**Jobs**:
(A) Write down the part of the article on tech mergers and data privacy starting with "President Biden on" and going on through "services and businesses.", word for word.
(B) Continue the article on the executive order about tech mergers and consumer data from the point where it stops.

-- start of Quoted passage --

More Scrutiny of Tech Mergers and Data Privacy on horizon

The order is the president’s latest acknowledgment of concerns that the tech giants have obtained outsize market power.

President Biden on Friday will encourage federal agencies to crack down on the way major tech companies grow through mergers and gain a competitive advantage by leveraging reams of consumer data, as part of a larger executive order aimed at dispersing corporate consolidation throughout the economy.

The executive order includes several measures specifically targeting big tech companies like Google, Facebook, Apple and Amazon, people with knowledge of its contents said.

The order will tell the federal agencies that approve mergers that they should scrutinize the tech industry’s practices more closely. A second provision will encourage the Federal Trade Commission to write rules limiting how the tech giants use consumer data, a response to criticism that companies like Amazon can leverage what they know about users to gain the upper hand on competing services and businesses.

-- end of Quoted passage --
-- start of Data supplied --

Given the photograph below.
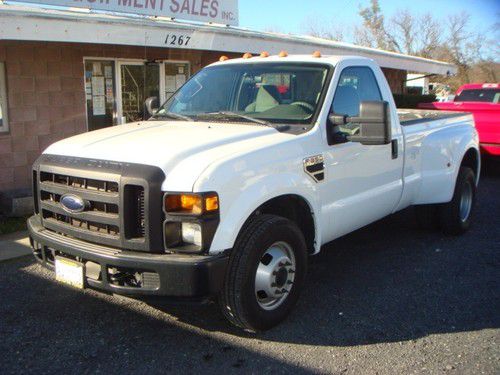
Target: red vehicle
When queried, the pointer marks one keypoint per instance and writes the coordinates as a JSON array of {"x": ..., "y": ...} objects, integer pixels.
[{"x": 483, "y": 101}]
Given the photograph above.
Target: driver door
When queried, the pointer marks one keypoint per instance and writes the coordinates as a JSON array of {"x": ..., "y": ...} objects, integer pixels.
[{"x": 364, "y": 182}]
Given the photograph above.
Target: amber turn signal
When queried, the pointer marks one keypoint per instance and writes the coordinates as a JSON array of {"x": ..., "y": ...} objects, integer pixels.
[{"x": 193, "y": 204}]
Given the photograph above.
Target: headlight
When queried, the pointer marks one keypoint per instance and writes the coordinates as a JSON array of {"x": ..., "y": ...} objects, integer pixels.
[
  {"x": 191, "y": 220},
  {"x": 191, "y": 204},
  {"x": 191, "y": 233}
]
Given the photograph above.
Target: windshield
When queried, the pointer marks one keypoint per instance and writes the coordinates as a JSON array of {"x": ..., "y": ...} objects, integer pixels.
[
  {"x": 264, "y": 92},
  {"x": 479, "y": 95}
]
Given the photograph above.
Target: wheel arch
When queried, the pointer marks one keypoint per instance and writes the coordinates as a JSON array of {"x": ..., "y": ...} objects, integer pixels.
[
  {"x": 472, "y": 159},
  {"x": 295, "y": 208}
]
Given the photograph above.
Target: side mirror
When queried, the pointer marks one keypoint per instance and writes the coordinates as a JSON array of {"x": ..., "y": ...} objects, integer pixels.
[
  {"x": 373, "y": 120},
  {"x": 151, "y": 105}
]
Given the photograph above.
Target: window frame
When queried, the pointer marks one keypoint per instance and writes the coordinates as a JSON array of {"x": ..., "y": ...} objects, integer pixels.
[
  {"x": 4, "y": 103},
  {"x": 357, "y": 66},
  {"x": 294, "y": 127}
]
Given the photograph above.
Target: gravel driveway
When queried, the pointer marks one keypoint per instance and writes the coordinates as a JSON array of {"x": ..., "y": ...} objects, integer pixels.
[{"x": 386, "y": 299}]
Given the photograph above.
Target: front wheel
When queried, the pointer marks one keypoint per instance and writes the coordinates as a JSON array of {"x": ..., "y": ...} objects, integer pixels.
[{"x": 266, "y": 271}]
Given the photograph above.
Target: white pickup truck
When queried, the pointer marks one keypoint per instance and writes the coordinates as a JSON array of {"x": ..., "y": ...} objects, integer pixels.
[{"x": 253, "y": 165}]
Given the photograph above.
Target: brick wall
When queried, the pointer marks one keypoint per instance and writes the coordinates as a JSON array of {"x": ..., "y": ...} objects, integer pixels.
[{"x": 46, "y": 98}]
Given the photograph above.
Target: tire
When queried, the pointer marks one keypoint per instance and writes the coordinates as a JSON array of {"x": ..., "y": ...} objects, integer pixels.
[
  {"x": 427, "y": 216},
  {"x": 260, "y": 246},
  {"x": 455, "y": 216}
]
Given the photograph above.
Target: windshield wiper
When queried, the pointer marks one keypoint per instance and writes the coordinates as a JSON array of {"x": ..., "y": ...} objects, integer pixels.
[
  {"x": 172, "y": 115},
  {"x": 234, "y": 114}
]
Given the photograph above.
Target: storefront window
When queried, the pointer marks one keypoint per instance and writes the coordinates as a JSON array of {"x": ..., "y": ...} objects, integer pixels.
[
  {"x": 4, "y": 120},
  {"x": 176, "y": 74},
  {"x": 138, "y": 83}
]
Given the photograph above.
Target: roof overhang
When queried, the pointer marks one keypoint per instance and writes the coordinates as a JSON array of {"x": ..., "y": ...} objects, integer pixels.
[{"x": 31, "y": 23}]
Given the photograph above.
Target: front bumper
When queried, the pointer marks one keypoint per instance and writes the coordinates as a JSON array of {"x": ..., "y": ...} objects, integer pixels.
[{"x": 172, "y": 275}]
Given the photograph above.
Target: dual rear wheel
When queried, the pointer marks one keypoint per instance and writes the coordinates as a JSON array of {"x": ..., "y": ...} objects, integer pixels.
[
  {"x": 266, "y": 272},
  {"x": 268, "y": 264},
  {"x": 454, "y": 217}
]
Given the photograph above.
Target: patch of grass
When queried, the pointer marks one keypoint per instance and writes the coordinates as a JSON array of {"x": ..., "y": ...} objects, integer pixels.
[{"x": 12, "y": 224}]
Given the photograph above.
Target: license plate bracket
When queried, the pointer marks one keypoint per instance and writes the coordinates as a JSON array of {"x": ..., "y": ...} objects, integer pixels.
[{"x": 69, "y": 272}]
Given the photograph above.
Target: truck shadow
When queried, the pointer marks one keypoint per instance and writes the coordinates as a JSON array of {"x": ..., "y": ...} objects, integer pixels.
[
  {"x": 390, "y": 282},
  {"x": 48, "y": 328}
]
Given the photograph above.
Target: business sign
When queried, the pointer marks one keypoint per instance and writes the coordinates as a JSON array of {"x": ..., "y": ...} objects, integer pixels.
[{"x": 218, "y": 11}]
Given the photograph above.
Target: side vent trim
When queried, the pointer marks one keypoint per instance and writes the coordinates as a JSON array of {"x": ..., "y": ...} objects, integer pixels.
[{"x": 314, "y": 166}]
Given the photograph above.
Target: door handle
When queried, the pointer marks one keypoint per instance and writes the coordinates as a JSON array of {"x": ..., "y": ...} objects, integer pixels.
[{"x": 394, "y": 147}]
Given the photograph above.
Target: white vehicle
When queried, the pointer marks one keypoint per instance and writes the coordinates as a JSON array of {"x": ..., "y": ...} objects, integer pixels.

-- end of Data supplied --
-- start of Data supplied --

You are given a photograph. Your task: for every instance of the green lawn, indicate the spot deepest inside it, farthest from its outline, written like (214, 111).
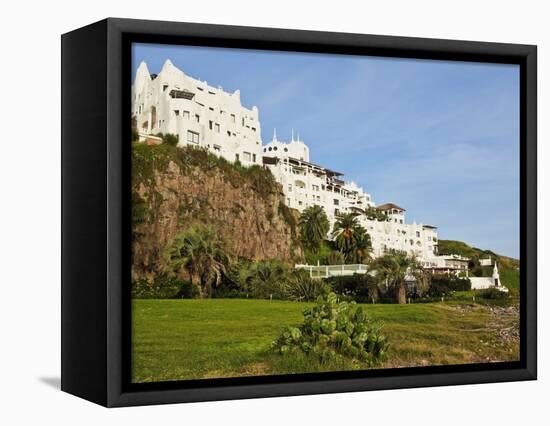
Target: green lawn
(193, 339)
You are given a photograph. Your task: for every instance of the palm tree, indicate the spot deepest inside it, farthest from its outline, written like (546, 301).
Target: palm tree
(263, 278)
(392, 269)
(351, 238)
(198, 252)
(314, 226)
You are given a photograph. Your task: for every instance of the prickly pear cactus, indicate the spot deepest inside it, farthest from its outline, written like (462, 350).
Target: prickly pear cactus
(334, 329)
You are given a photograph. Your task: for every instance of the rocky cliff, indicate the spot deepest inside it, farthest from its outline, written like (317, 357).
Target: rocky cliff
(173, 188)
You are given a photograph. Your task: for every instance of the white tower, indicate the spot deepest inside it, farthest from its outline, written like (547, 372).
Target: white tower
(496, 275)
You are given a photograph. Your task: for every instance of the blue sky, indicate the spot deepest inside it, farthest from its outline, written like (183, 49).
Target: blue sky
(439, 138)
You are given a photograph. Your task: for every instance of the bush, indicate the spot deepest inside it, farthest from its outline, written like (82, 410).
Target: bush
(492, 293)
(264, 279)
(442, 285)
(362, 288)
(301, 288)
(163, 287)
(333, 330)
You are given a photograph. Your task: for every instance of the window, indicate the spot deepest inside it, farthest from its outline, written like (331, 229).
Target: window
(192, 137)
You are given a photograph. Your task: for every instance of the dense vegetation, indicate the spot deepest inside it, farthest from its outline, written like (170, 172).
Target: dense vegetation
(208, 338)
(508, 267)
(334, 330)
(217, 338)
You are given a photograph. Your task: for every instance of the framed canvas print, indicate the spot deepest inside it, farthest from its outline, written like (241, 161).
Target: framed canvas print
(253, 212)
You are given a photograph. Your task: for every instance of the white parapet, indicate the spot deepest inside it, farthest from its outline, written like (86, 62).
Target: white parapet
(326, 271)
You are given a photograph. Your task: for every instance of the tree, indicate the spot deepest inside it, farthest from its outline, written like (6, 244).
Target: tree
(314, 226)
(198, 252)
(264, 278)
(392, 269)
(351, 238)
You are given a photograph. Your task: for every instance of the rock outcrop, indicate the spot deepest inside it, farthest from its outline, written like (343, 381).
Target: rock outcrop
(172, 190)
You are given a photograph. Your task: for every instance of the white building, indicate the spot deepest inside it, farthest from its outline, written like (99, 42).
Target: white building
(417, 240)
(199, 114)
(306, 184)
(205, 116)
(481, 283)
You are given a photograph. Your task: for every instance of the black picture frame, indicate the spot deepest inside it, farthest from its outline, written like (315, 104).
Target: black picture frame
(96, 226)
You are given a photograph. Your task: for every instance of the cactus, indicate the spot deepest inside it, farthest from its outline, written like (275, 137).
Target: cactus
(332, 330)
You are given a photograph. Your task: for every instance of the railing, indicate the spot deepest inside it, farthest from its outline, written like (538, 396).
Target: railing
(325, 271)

-- end of Data supplied --
-- start of Data supplied --

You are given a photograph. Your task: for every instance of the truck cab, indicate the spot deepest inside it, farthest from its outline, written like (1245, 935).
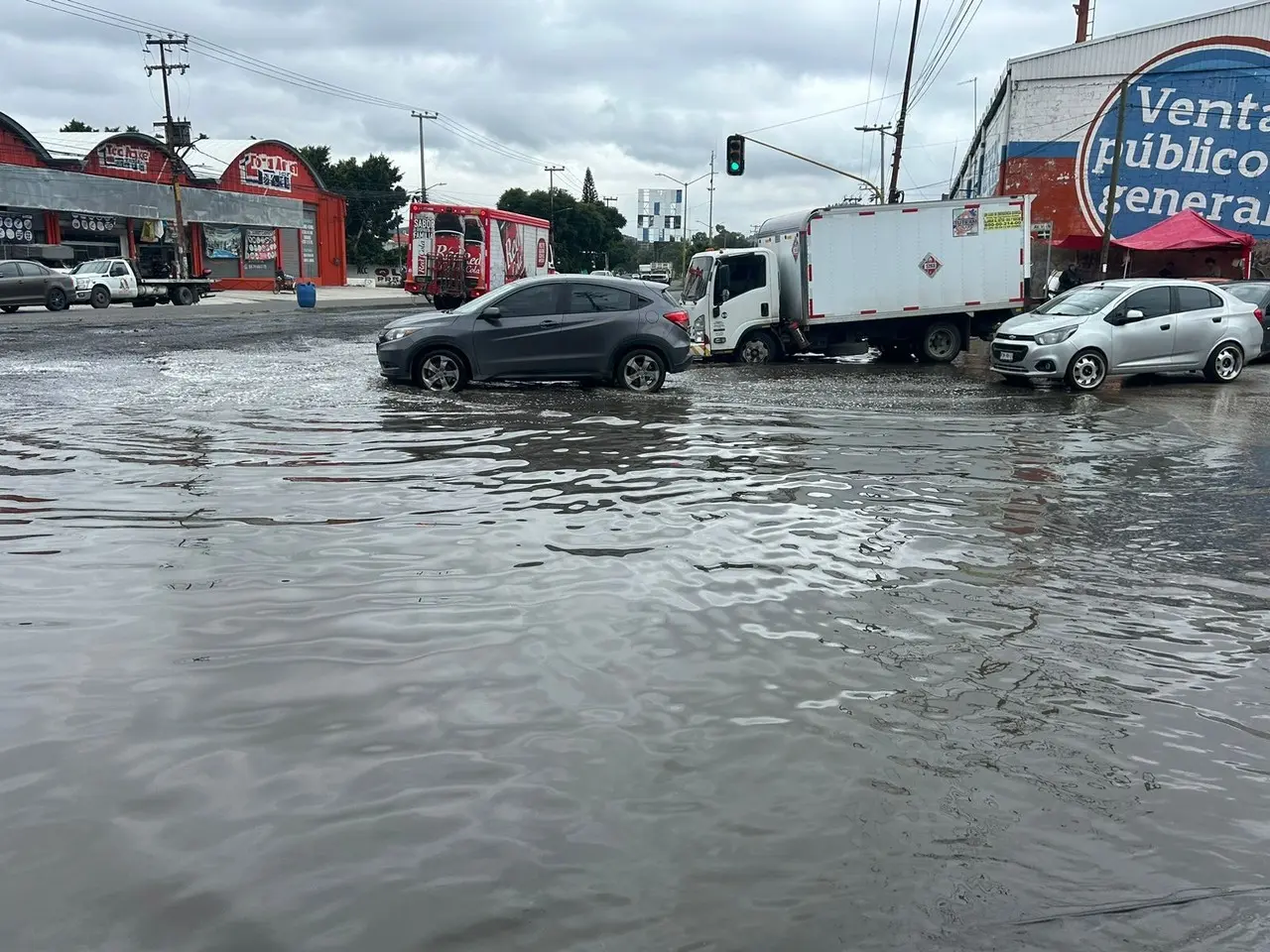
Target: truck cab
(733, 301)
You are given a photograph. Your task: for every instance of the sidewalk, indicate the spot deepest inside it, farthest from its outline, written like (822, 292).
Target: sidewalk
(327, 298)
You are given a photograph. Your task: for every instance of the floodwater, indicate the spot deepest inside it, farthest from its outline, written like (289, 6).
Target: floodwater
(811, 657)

-- end of Data supplied --

**Solved problems**:
(A)
President Biden on Friday will encourage federal agencies to crack down on the way major tech companies grow through mergers and gain a competitive advantage by leveraging reams of consumer data, as part of a larger executive order aimed at dispersing corporate consolidation throughout the economy.

The executive order includes several measures specifically targeting big tech companies like Google, Facebook, Apple and Amazon, people with knowledge of its contents said.

The order will tell the federal agencies that approve mergers that they should scrutinize the tech industry’s practices more closely. A second provision will encourage the Federal Trade Commission to write rules limiting how the tech giants use consumer data, a response to criticism that companies like Amazon can leverage what they know about users to gain the upper hand on competing services and businesses.

(B)
The order is Mr. Biden’s latest acknowledgment of concerns that the tech giants have obtained outsize market power, becoming gatekeepers to commerce, communications and culture. A growing group of lawmakers, academics and rival companies say government regulators failed to check the growth of the companies for more than a decade. To address the companies’ market power, they say, policymakers need to aggressively enforce antitrust laws and possibly rewrite them to better capture Silicon Valley’s business models.

Mr. Biden has already put some vocal critics of Big Tech in leadership positions. In the White House, he appointed Tim Wu, a Columbia University law professor and outspoken proponent of breaking up companies like Facebook, as a special adviser on competition. He named Lina Khan as chair of the Federal Trade Commission. Ms. Khan has also called for the breakup of big tech companies and worked on a House antitrust investigation into Amazon, Apple, Facebook and Google.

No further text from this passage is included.